• _WHAT IS EXPECTED_: Transcribe all records exactly.

(Stored data)
______________________________

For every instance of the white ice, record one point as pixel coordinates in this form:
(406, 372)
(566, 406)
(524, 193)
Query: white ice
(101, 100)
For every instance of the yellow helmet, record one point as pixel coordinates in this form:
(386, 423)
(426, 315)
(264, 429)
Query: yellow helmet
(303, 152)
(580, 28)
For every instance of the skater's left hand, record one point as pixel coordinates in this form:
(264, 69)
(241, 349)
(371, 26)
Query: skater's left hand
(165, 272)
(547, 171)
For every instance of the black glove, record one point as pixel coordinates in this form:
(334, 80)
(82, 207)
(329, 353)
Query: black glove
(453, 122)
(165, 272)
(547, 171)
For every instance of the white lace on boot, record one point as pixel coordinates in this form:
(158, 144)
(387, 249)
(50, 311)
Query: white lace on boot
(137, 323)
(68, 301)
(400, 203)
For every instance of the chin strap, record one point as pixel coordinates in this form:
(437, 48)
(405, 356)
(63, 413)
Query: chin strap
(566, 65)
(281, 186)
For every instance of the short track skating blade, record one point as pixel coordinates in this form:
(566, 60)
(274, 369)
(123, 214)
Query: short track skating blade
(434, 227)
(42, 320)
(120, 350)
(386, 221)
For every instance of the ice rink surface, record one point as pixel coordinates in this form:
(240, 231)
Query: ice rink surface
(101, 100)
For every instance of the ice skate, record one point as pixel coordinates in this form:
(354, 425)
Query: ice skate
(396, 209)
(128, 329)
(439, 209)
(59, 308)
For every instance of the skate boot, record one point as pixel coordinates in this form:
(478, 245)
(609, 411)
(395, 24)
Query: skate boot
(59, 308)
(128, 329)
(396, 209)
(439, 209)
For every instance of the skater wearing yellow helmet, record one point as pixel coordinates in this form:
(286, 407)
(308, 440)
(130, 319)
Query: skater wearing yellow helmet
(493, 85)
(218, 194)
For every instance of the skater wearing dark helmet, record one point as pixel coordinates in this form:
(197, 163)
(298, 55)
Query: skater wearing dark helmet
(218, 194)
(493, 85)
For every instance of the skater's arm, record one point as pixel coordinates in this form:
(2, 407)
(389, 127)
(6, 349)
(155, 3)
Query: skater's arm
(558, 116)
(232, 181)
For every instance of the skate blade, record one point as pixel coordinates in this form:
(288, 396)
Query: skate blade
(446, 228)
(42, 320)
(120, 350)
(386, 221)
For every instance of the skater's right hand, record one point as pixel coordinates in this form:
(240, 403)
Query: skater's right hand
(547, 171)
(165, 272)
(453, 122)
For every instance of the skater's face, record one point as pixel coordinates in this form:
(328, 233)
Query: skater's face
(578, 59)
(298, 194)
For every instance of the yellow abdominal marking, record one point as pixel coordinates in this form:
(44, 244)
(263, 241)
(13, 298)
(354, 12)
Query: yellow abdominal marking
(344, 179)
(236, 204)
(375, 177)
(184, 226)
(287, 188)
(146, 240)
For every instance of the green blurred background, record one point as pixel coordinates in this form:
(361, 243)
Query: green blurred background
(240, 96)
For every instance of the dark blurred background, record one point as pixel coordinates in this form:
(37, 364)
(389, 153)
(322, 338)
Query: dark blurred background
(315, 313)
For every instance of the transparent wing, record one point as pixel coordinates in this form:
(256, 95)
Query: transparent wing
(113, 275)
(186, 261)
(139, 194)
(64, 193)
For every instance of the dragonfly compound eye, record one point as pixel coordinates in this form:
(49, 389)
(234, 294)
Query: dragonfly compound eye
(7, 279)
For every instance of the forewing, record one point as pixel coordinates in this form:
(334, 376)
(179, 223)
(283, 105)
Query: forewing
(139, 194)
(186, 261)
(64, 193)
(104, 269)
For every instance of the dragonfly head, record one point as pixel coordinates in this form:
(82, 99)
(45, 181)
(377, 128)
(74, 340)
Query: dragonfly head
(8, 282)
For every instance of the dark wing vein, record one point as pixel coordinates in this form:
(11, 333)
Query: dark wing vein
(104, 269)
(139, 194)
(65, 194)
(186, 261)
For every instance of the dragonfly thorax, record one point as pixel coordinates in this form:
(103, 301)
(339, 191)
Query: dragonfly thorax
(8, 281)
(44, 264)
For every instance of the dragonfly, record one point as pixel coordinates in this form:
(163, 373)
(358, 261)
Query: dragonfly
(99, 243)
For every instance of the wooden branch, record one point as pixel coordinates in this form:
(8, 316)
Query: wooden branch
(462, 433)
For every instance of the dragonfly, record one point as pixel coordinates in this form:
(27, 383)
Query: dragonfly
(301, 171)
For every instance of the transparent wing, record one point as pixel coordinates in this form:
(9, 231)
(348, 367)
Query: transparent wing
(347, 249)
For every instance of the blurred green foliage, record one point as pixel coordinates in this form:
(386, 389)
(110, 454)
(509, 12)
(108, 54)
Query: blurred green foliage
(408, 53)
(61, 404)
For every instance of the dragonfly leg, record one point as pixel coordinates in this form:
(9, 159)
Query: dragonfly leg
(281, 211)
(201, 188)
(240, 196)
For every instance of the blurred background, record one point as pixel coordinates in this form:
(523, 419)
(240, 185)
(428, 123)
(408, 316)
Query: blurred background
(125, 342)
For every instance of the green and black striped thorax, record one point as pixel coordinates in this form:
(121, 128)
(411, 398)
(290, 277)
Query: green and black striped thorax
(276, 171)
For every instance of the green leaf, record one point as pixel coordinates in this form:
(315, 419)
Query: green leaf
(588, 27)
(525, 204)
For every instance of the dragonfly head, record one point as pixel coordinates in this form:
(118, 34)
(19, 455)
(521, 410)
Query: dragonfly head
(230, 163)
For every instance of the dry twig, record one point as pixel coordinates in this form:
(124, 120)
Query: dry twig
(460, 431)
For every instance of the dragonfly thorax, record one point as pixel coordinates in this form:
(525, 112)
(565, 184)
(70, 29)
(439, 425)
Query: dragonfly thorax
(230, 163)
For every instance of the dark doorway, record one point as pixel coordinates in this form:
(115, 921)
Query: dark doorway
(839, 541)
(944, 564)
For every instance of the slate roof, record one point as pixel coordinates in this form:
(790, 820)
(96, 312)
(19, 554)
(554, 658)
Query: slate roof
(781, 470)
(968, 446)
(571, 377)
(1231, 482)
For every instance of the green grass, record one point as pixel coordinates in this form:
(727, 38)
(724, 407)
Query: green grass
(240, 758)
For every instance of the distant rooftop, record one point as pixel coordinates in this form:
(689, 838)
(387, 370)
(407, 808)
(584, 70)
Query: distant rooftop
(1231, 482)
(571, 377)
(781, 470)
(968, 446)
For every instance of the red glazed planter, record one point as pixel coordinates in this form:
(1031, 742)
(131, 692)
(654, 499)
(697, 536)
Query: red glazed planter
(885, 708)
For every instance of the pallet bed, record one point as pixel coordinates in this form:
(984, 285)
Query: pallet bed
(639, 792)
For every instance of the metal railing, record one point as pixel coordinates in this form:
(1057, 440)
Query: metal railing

______________________________

• _TASK RESULT_:
For every instance of the white ice, record one point as pixel coordinates in this form:
(406, 372)
(566, 406)
(524, 193)
Query: white ice
(101, 100)
For every instance of the yellow helmet, record one point as pixel coordinates in this form:
(386, 423)
(426, 315)
(264, 429)
Query: yellow helmet
(303, 152)
(580, 28)
For every instance of the skater's left hand, record one point as pixel coordinates in this form:
(264, 69)
(241, 349)
(371, 26)
Query: skater's left hand
(165, 272)
(547, 171)
For every instance of the black glove, record one point as pixel coordinates in this form:
(334, 80)
(82, 207)
(329, 353)
Query: black glove
(453, 122)
(165, 272)
(547, 171)
For every instance of the white lace on boot, record one point as pixel coordinates in this form:
(158, 144)
(387, 249)
(50, 311)
Query: white lace on boot
(137, 323)
(68, 301)
(400, 203)
For every instance of the chin strap, record one point as pixel coordinates in this form:
(437, 48)
(405, 356)
(63, 413)
Query: chin strap
(566, 65)
(281, 186)
For every instance of the short track skating blade, record one point as pixel coordinates in this form:
(566, 60)
(274, 369)
(123, 214)
Query: short track skating blade
(434, 227)
(42, 320)
(120, 350)
(386, 221)
For every instance of the ice rink surface, record one point as pixel coordinates in this form:
(240, 231)
Query: ice rink surface
(101, 100)
For every instance of the ice skate, record one point as pixel coordinates in this form:
(354, 425)
Query: ice skate
(396, 209)
(128, 329)
(439, 209)
(59, 308)
For every instance of the skate boot, record one point as pixel coordinates in this form:
(478, 245)
(609, 411)
(395, 24)
Query: skate boot
(59, 308)
(128, 329)
(396, 209)
(439, 209)
For every instance of the skater wearing yellow helmet, record one point as pixel coordinates in this form:
(286, 407)
(308, 440)
(130, 319)
Query: skater wearing yellow helmet
(493, 85)
(218, 194)
For every instance of the skater wearing dark helmet, record one point as pixel coordinates in this form:
(197, 163)
(298, 55)
Query: skater wearing dark helmet
(218, 194)
(493, 85)
For every instance of the skater's arm, record one point as pixel coordinates in this form:
(2, 407)
(389, 127)
(6, 349)
(155, 3)
Query: skater's arm
(558, 116)
(232, 181)
For every instance of the skate blade, record one point as pixel coordinates in this form:
(288, 396)
Query: skate blade
(446, 228)
(42, 320)
(120, 350)
(386, 221)
For every instance of the skater's right hand, record one point as pixel coordinates in this form:
(240, 403)
Query: skater's right hand
(547, 171)
(165, 272)
(453, 122)
For every instance of the skater's face, record one point as pixel coordinates in this form:
(328, 233)
Query: skater's face
(578, 59)
(298, 194)
For every instance of the yellow abdominal marking, record one point as pixel coordinates in this form:
(44, 244)
(263, 241)
(13, 298)
(354, 12)
Query: yellow abdominal marking
(344, 179)
(236, 204)
(375, 177)
(184, 226)
(287, 188)
(146, 240)
For every instance of the green blurred background, record one point as pixel coordinates in this form:
(361, 243)
Query: green blurred background
(240, 96)
For every instance of the dark blurred background, record one point as pixel coordinates in this form:
(37, 364)
(389, 153)
(322, 338)
Query: dark blurred background
(315, 313)
For every instance of the transparent wing, record one point as pixel coordinates in this form:
(256, 95)
Query: transparent wing
(113, 275)
(186, 261)
(139, 194)
(64, 193)
For every instance of the dragonfly compound eye, record one point as pixel coordinates in this form:
(49, 389)
(234, 294)
Query: dragonfly compound eye
(7, 279)
For every instance of the forewing, record one point as pixel coordinates in this form:
(334, 376)
(179, 223)
(283, 105)
Query: forewing
(139, 194)
(186, 261)
(64, 193)
(104, 269)
For every instance of the dragonfly head, record one point as pixel coordinates in this form:
(82, 99)
(45, 181)
(377, 128)
(74, 340)
Query: dragonfly head
(8, 282)
For every instance of the dark wing vein, record one point as pixel coordinates in this form:
(11, 333)
Query: dark wing vein
(104, 269)
(139, 194)
(65, 194)
(186, 261)
For every instance of the dragonfly thorax, record one point as pixel coordinates in this form:
(103, 301)
(339, 191)
Query: dragonfly thorax
(8, 281)
(44, 264)
For every instance of the dragonfly, record one point as pixel coordinates in this form:
(163, 373)
(358, 261)
Query: dragonfly
(99, 243)
For every instance of the wooden branch, record one point as pixel coordinates in this form:
(8, 316)
Query: wooden branch
(462, 433)
For every instance of the dragonfly, record one point as pixel coordinates in this form:
(27, 383)
Query: dragonfly
(301, 171)
For every instance of the transparent wing, record one point as pixel coordinates in this form:
(9, 231)
(348, 367)
Query: transparent wing
(347, 249)
For every instance of the blurred green foliage, record one point as pixel coordinates in this form:
(386, 389)
(110, 454)
(509, 12)
(108, 54)
Query: blurred green foliage
(408, 53)
(61, 404)
For every instance of the dragonfly leg, record one point as pixel coordinates in this form:
(9, 159)
Query: dragonfly leg
(281, 211)
(201, 188)
(240, 196)
For every instance of the blurred background, record one point as pixel coordinates in this form:
(523, 419)
(240, 185)
(428, 123)
(408, 316)
Query: blurred background
(125, 342)
For every instance of the green and black striped thorax, record one point as pixel coordinates in this form:
(121, 128)
(411, 398)
(290, 277)
Query: green and black striped thorax
(276, 171)
For every instance of the green leaf, record one point as pixel coordinates in this form:
(315, 419)
Query: green leaf
(588, 27)
(525, 204)
For every instance of the dragonfly head, record one point as pixel coordinates in this form:
(118, 34)
(19, 455)
(521, 410)
Query: dragonfly head
(230, 163)
For every instance of the dry twig, record one point as pixel coordinates in this form:
(124, 120)
Query: dry twig
(460, 431)
For every instance of the dragonfly thorax, record one point as pixel coordinates in this form:
(525, 112)
(565, 184)
(70, 29)
(439, 425)
Query: dragonfly thorax
(230, 163)
For every instance of the dark doorway, record one point as pixel coordinates in this form:
(115, 921)
Query: dark doorway
(839, 541)
(944, 564)
For every instance of the slate roof, record one point as pixel coordinates in this form:
(790, 820)
(96, 312)
(19, 554)
(554, 658)
Query: slate roof
(781, 470)
(968, 446)
(571, 377)
(1231, 482)
For every instance of the green grass, record one point as pixel coordinates in this form:
(727, 38)
(724, 407)
Query: green grass
(240, 758)
For every instance of the distant rooftop, record one point as pixel coordinates in this form:
(689, 838)
(387, 370)
(407, 808)
(584, 70)
Query: distant rooftop
(1231, 482)
(571, 377)
(781, 470)
(968, 446)
For every instance of the red glazed planter, record one point as pixel coordinates in this form:
(1031, 742)
(131, 692)
(654, 499)
(697, 536)
Query: red glazed planter
(885, 708)
For every instance of the pallet bed, record one point as pixel coordinates in this form:
(984, 285)
Query: pallet bed
(639, 792)
For every instance of the metal railing, record one point as pixel coordinates in this form:
(1057, 440)
Query: metal railing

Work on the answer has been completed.